É verdade que o filminho é ofensivo aos obesos mórbidos, aos asiáticos, e principalmente às mulheres (uma médica exige ser tratada com respeito, pra na cena seguinte surgir dividindo a cama do Adam com outras cinco moças; a advogada da Jessica Biel, de “O Ilusionista”, quando não é a única tonta a acreditar que existe alguma química entre Larry e marido, está desfilando de bíquini e pedindo pro Adam apalpar seus seios)... Mas não é ofensivo aos gays. Quer dizer, embora todos os homossexuais que apareçam sejam caricaturas, os sermões contra homofobia falam mais alto (e a trilha sonora é uma maravilha). Não precisa aceitar a minha palavra. Uma pesquisa entre os leitores de um jornalzinho LGBTS (lésbicas, gays, bissexuais, transsexuais e simpatizantes) perguntou se “Marido” mais promovia ou atacava as questões homossexuais. 70% acharam que era mais positivo que negativo.

→ **Problema proposto**
Prossiga a crítica do filme a partir da última frase apresentada.

→ **Amostra de dados**
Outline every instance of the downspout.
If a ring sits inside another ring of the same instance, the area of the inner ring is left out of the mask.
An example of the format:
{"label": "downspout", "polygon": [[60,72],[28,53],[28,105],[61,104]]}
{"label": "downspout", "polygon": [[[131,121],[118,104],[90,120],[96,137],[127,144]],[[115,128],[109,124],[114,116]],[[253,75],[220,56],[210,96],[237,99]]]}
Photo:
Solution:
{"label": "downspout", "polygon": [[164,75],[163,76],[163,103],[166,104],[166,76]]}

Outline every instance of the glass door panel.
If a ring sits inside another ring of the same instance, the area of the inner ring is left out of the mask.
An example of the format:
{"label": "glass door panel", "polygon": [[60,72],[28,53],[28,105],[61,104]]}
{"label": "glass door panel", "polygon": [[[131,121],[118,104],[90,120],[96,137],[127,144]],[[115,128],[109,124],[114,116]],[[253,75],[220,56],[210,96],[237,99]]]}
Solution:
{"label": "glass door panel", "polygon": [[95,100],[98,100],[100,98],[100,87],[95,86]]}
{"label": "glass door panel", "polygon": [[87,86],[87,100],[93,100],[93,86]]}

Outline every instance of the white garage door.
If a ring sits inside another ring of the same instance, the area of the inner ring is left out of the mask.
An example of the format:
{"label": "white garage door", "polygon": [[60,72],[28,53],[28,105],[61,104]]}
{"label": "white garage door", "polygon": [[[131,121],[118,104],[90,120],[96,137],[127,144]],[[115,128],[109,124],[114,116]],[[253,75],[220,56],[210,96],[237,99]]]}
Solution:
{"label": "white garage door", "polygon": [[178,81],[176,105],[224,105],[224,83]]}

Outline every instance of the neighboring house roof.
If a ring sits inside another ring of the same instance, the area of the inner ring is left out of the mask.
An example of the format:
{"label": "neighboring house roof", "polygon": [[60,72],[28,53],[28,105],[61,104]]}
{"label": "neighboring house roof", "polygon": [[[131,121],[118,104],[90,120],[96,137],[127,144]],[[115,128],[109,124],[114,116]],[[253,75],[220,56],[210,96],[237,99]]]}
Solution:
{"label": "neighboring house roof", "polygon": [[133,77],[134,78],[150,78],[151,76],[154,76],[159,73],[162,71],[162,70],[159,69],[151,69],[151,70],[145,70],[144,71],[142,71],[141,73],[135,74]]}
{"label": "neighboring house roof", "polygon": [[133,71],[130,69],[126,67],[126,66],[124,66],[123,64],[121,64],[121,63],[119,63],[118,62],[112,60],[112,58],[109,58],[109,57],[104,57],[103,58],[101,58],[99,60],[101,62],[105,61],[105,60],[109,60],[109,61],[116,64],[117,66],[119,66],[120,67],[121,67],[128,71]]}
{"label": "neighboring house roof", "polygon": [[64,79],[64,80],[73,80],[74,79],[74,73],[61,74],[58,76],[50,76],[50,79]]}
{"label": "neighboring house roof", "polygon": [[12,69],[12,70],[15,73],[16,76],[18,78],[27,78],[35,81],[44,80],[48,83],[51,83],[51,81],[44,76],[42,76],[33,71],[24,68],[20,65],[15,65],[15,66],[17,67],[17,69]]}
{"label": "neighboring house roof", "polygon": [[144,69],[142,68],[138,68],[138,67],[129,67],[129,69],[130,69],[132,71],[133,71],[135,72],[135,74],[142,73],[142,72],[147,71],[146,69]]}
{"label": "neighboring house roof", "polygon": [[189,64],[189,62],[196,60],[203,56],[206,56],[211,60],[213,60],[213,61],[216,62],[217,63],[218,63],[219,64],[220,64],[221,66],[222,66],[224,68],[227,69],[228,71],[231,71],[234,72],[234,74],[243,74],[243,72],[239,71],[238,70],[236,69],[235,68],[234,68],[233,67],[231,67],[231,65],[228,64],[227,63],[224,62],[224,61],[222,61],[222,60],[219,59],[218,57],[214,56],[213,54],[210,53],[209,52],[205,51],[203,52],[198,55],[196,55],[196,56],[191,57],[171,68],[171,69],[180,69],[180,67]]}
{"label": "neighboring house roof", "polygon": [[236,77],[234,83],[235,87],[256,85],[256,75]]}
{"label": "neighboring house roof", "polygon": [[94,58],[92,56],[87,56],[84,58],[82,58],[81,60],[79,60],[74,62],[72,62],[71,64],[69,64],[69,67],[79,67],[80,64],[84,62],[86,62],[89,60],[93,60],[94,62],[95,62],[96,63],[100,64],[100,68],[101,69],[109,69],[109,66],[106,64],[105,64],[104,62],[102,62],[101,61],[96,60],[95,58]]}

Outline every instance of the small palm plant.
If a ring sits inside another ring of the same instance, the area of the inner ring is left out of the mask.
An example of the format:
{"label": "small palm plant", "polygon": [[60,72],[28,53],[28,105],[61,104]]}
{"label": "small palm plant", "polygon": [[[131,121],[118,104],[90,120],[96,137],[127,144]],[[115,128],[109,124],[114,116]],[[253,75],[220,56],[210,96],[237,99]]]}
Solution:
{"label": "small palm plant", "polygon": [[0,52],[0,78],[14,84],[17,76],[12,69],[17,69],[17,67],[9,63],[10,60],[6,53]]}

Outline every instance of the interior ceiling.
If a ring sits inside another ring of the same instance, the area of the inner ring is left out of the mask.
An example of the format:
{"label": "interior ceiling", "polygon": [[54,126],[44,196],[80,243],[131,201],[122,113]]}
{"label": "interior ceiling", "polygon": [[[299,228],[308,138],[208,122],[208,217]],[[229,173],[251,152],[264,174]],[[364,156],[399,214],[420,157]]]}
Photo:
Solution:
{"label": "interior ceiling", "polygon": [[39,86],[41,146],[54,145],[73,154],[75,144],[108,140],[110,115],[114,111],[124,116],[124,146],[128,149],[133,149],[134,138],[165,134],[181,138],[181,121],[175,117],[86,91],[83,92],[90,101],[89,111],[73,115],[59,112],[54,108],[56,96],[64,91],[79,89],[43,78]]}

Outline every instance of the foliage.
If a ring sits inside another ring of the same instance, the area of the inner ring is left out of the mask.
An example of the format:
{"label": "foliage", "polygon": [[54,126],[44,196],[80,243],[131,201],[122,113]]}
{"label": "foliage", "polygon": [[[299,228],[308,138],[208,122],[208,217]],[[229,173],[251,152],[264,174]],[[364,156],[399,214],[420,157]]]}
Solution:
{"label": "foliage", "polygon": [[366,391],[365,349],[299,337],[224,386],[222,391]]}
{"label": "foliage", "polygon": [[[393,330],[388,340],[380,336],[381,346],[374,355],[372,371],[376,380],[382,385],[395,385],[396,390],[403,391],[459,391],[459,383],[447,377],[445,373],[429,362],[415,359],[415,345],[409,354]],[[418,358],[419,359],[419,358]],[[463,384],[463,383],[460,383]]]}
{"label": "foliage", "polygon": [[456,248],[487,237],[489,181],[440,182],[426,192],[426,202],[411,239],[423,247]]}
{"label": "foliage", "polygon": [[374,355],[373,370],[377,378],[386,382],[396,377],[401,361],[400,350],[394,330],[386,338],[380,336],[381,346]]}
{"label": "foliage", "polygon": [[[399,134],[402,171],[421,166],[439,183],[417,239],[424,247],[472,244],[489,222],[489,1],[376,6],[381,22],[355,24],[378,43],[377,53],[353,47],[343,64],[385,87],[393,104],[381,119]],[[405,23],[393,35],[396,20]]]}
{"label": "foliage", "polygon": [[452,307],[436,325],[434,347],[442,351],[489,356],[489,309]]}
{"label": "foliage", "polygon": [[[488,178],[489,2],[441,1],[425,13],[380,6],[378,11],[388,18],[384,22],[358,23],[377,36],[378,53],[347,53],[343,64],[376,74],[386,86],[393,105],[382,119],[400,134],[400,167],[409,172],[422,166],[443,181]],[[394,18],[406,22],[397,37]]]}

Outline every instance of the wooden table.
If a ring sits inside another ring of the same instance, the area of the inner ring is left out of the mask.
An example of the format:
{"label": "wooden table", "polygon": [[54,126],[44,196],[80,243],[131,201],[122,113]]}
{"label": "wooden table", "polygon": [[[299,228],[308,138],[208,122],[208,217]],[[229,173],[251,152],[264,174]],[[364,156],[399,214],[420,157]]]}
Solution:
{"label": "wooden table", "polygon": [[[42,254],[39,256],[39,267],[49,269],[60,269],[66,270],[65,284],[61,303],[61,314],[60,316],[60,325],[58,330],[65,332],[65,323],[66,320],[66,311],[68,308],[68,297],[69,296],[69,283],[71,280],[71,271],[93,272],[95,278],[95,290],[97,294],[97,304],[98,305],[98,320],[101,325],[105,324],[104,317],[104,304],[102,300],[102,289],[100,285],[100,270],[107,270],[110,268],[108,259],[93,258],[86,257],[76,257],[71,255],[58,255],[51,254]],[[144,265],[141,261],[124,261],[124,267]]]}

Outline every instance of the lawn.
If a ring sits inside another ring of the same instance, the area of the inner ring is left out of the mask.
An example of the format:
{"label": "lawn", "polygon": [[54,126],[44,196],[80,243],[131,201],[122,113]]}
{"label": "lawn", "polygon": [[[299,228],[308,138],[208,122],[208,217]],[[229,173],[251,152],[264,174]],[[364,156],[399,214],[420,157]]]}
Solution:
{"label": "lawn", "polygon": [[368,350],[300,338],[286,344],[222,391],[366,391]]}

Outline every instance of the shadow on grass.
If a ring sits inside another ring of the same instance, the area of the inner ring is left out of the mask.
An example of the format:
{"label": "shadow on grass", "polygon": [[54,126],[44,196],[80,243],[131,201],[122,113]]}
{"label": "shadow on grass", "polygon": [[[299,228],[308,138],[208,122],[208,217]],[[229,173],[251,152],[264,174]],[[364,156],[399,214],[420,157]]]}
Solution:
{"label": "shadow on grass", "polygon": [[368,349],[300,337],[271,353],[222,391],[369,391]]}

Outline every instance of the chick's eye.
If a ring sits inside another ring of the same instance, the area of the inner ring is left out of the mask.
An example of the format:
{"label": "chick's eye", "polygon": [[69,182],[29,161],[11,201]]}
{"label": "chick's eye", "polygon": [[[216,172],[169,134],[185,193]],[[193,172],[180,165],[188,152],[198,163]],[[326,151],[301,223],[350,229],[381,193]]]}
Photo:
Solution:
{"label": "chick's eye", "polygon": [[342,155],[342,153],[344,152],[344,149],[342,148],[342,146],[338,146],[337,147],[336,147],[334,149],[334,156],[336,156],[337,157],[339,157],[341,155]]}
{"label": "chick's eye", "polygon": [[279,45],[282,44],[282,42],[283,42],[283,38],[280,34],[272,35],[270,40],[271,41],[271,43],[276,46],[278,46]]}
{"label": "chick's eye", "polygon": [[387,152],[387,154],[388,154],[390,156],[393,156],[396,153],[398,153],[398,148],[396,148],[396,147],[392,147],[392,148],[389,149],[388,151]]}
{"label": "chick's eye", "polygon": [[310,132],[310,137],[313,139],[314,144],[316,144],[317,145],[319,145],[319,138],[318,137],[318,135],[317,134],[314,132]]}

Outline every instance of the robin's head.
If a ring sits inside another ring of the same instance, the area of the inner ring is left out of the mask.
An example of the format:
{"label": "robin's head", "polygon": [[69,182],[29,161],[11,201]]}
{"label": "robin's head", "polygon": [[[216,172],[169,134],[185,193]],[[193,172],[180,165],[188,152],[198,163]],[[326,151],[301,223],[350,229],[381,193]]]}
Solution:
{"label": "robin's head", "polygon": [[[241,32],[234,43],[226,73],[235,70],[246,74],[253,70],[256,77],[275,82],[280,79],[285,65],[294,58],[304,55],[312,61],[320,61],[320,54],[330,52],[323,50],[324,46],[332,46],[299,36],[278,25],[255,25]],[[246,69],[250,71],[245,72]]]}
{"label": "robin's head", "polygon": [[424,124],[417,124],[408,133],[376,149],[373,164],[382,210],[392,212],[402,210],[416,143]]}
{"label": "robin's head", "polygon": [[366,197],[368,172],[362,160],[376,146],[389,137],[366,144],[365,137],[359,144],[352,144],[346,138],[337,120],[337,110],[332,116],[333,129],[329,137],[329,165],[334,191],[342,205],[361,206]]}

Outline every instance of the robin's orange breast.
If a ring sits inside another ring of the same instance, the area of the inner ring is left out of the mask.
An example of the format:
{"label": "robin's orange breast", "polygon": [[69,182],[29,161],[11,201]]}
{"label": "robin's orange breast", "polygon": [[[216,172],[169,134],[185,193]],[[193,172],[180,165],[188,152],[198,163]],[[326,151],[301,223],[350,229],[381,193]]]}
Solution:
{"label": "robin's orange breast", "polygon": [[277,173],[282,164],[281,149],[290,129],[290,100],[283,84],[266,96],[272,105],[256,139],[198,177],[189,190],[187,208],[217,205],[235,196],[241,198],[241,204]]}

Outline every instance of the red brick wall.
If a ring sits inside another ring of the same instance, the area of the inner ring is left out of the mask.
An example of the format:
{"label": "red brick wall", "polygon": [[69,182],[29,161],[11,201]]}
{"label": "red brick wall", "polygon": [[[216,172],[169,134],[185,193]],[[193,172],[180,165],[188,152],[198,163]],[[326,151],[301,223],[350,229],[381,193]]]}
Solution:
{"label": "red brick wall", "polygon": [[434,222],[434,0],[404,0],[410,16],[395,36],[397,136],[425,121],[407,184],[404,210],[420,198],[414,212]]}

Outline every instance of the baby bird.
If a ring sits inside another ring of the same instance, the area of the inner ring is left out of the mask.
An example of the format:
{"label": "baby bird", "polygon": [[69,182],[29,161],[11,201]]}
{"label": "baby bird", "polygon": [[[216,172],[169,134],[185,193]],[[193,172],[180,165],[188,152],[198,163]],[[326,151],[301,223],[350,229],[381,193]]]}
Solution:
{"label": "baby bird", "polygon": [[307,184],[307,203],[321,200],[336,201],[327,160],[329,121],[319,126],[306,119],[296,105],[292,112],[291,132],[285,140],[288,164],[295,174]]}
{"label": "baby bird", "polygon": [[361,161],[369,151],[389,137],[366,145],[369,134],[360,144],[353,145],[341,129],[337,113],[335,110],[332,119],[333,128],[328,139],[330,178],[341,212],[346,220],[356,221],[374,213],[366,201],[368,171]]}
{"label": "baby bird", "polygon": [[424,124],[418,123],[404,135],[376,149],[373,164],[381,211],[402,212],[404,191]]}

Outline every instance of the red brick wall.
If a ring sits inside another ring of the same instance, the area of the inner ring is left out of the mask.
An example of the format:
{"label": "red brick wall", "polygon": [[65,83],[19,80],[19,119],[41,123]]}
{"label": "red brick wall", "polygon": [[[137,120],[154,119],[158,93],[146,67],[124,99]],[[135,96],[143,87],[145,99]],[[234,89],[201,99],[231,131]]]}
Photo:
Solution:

→ **Resposta do exercício**
Vamos nos ater ao personagem do menininho, filho do Larry, que adora sapatear, quer fazer parte de musicais, não liga pra esportes, e usa adjetivos pouco apropriados pra um mini-machão. Seu pai fica preocupado com essas tendências, mas o garoto não vai mudar até o final da comédia e passar a namorar uma guria, por exemplo. Pelo contrário, é o pai que vai mudar, se encher de orgulho pelo menino, e declarar, em alto e bom tom: “É o meu filho!”. Não faz muito tempo, perguntei a um aluno homofóbico, morrendo de preocupação que seu rebento virasse gay, o que seria “pior” (quantas aspas posso pôr aqui?): ter um fiho gay ou um filho homofóbico? Eu acharia ótimo ter um filho negro, mas imagina a vergonha que sentiria se tivesse um filho racista... Esse sim eu esconderia dos amigos. Não sei, pode ser meu lado otimista, mas fico torcendo pra que os adolescentes que riem das gags estereotipando os gays deixem a sessão de “Marido” pensando “Puxa, homossexual também é gente”. Ainda que sejam caricaturas, os gays do filme têm muito mais voz que a direita cristã que deseja bani-los da face da Terra.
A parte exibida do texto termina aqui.